* _Tasks for this exercise_:
1) List the activities the snus article says Waters took up after switching to snus alone.
2) In the snus article, which department did Lars Rutqvist lead at the Karolinska Institutet before joining Swedish Match?
3) Carry the snus article forward from its final sentence.

* _Study text_:
*** Block opens ***
Within one week, Waters transitioned from using cigarettes and snus side by side to using only snus—and like a true convert he couldn’t stop telling people about his experience. He started blogging, reviewing products, sharing tips and commenting on industry developments. “I wanted to create a site where Americans could find everything about Swedish snus—a one-stop shop,” said Waters. In 2009, he visited Sweden at the invitation of snus manufacturers, who recognized the potential of the U.S. market. Unable to contain his excitement at being in the “Walhalla of snus,” Waters kissed the tarmac upon arrival.

Lars Rutqvist at Snuscon 2017

Lars Rutqvist

A particularly interesting contribution to the St. Louis conference came from Lars Rutqvist, senior vice president for scientific affairs at Swedish Match, who also managed to quit smoking with snus. Prior to joining Swedish Match, Rutqvist led the oncology department of the Karolinska Institutet in Stockholm. Among other projects, he researched the risk factors for head, neck and mouth cancers.

Rutqvist’s studies quickly confirmed the roles of smoking and drinking but not the link with snus use. Because his findings went entirely against conventional wisdom in the 1990s, the department was reluctant to accept them. “In medical school we were taught that snus is a major risk factor for cancer,” said Rutqvist. But even after rechecking the basic data, he got the same results: Snus was not a contributor to any of the researched diseases. As it turned out, many of the prior studies supposedly linking snus to cancer related to powdered snuff instead.
*** Block closes ***
* _Supplied material_:
*** Block opens ***
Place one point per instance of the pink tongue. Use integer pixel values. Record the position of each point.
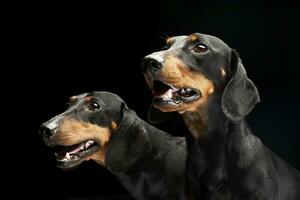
*** Block closes ***
* _Answers by item_:
1)
- Blogging
- Reviewing products
- Sharing tips
- Commenting on industry developments

2) The oncology department.

3)
When Sweden joined the EU, it received an exemption on cultural grounds from the bloc’s snus ban but was required to start printing cancer warnings on cans. Confronted with the new science, the EU in 2001 allowed Sweden to replace the warning with a more generic one. Rutqvist is hopeful that the EU will soon take the next step: lifting the snus ban. While the European Court of Justice rejected an earlier legal challenge, many things have changed since 2004, according to Rutqvist. Not only is the science more conclusive today; the European Commission has, under pressure from consumers, also been forced to accept e-cigarettes in its new Tobacco Products Directive. What’s more, leaving the snus ban in place would be discriminatory now that a regulatory route for novel products has been introduced.

Rutqvist was also optimistic about Swedish Match’s modified-risk tobacco products (MRTP) application in the U.S.—to the extent that he felt comfortable to bet a bottle of whiskey on its approval in 2018. In its MRTP application, Swedish Match asked the U.S. Food and Drug Administration (FDA) for permission to modify snus health warnings to more accurately reflect the current science. Even though the agency denied Swedish Match’s initial petition, it left the door open by allowing the company to submit an amended application.

Rutqvist noted that the level of scientific expertise at the FDA’s Center for Tobacco Products is much higher than that among its EU counterpart, which he said is staffed primarily by career administrators.

During Snus Con, speakers repeatedly stressed the importance of consumers, who are able to interact with authorities in ways that snus manufacturers cannot. Inspired by the World Health Organization’s Framework Convention on Tobacco Control, many lawmakers keep tobacco companies at arm’s length, preventing meaningful discussions and often resulting in ill-informed legislation.

Alex Clark, executive director of the Consumer Advocates for Smoke-free Alternatives Association (CASAA), which is best known for its work on behalf of vapers, stressed his organization’s support of snus users in the U.S. “People know us as ‘the vaping people,’” he said, “but CASAA talks about all alternatives to smoking.”

Rutqvist, too, spoke approvingly of consumer involvement. “I once naively thought that science could solve all problems—but politics trump science,” he said. Fortunately, Rutqvist added, politicians in many countries are beholden to consumers, who are also potential voters. The EU exception for snus in Sweden and the European Commission’s capitulation on e-cigarettes can both be attributed to consumer pressures, according to Rutqvist. “So, consumers trump politics,” he said. “That’s why conferences such as Snus Con are so important.”